-- Begin Record excerpts --

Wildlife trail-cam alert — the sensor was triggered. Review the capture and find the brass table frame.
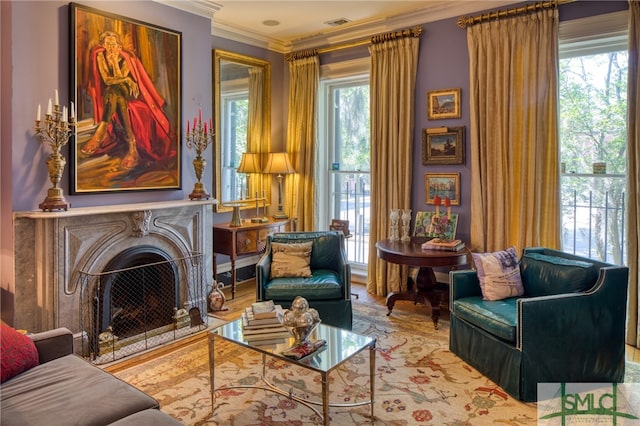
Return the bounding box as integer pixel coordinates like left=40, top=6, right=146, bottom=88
left=209, top=319, right=376, bottom=425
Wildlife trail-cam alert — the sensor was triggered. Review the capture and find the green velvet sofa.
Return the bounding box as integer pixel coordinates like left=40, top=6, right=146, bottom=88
left=256, top=231, right=353, bottom=330
left=449, top=248, right=629, bottom=402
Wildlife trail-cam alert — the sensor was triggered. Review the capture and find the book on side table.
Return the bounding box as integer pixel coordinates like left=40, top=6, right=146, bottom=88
left=422, top=238, right=465, bottom=251
left=241, top=301, right=291, bottom=345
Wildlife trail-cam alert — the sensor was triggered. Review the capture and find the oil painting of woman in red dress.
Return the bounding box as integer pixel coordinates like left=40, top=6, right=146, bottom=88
left=72, top=5, right=180, bottom=192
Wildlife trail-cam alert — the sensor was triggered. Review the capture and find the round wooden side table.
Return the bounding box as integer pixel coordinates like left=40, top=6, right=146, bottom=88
left=376, top=237, right=471, bottom=329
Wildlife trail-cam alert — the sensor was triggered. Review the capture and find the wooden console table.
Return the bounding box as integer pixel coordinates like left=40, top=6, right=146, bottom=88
left=376, top=237, right=471, bottom=329
left=213, top=219, right=293, bottom=299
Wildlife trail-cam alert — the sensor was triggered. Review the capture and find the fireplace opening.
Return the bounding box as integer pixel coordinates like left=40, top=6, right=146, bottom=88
left=94, top=246, right=180, bottom=339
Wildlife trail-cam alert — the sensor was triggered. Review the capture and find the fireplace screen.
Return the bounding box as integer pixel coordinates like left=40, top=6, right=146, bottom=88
left=80, top=250, right=207, bottom=364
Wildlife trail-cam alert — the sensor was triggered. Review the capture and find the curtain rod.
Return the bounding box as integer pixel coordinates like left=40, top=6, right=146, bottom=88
left=285, top=27, right=423, bottom=61
left=456, top=0, right=575, bottom=29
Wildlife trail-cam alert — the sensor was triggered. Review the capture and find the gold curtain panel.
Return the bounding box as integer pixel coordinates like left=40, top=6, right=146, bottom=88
left=457, top=0, right=575, bottom=29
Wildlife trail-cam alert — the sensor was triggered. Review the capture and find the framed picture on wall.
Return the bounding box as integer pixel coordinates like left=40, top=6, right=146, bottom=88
left=427, top=88, right=461, bottom=120
left=424, top=173, right=460, bottom=206
left=69, top=3, right=182, bottom=194
left=422, top=126, right=465, bottom=165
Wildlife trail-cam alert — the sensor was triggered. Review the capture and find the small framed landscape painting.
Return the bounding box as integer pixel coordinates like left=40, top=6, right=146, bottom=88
left=427, top=89, right=460, bottom=120
left=422, top=126, right=465, bottom=165
left=424, top=173, right=460, bottom=206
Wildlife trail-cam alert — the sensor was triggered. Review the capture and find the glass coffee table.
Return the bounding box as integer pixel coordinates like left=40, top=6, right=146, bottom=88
left=209, top=319, right=376, bottom=425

-- End Record excerpts --

Work instructions
Rewrite all of the records above, replacing "sensor" with "motion detector" and leaving everything else unchanged. Omit the pictures.

Correct output
Wildlife trail-cam alert — the motion detector was triggered. Review the capture and find the brass table frame.
Return the bounding box as integer pixel coordinates like left=40, top=6, right=146, bottom=88
left=209, top=319, right=376, bottom=425
Wildlife trail-cam alert — the motion detector was triggered. Review the capture and find the green velvet sofa.
Return the bounding box as integer pixel coordinates like left=40, top=6, right=146, bottom=88
left=256, top=231, right=353, bottom=330
left=449, top=248, right=629, bottom=402
Wildlife trail-cam alert — the motion detector was triggered. Review the capture and find the book on side table.
Return the bounding box as integer pixel coordinates like left=40, top=6, right=146, bottom=88
left=422, top=238, right=465, bottom=251
left=241, top=301, right=291, bottom=345
Wildlife trail-cam alert — the motion detector was triggered. Review the capture and find the oil painting of woman in red dress.
Return the bounding box as integer pixel coordinates like left=40, top=6, right=146, bottom=88
left=72, top=5, right=180, bottom=192
Wildlife trail-cam alert — the motion detector was triggered. Review the capture and find the round wooden side table.
Return the bounding box as integer pixel coordinates like left=40, top=6, right=146, bottom=88
left=376, top=237, right=471, bottom=329
Wildlife trail-cam alert — the motion detector was triggered. Review the capture and find the wooden console table.
Return the bounding box as integer pixel coordinates like left=40, top=6, right=146, bottom=88
left=376, top=237, right=471, bottom=329
left=213, top=219, right=293, bottom=299
Wildlife trail-cam alert — the motion detector was triggered. Review the capture and find the fireplace opening.
Return the bounding box as integer pixel coordinates like left=40, top=6, right=146, bottom=88
left=94, top=246, right=180, bottom=339
Wildlife trail-cam alert — the motion detector was triggered. Review the capture and find the fireplace screen.
Return the bounding box as integer pixel coordinates like left=40, top=6, right=146, bottom=88
left=80, top=250, right=207, bottom=364
Wildlife trail-cam alert — the motion detector was triggered. Review the capture and find the curtain rod.
Return the bounding box as integer pixel coordinates like left=40, top=6, right=146, bottom=88
left=285, top=27, right=423, bottom=61
left=456, top=0, right=575, bottom=29
Wildlife trail-cam alert — the motion detector was triggered. Review the capture and find the gold curtain panel.
Return the bounding box as integer pixel coordinates like left=40, top=6, right=146, bottom=88
left=457, top=0, right=575, bottom=29
Wildlife trail-cam alert — the motion detector was triggered. Review the capture and find the framed picture on wall.
Return the bounding box as integer pixel coordinates like left=40, top=6, right=146, bottom=88
left=427, top=88, right=461, bottom=120
left=424, top=173, right=460, bottom=206
left=69, top=3, right=182, bottom=194
left=422, top=126, right=465, bottom=165
Wildlife trail-cam alert — the motion detector was triggered. Review the capture and find the small framed landscape painting.
Return the bounding box as integer pixel coordinates like left=40, top=6, right=146, bottom=88
left=427, top=89, right=460, bottom=120
left=422, top=126, right=465, bottom=165
left=424, top=173, right=460, bottom=206
Wildlife trail-cam alert — the motion detector was triggered. Review the capture and find the glass coffee table.
Return the bounding box as integer pixel coordinates like left=40, top=6, right=146, bottom=88
left=209, top=319, right=376, bottom=425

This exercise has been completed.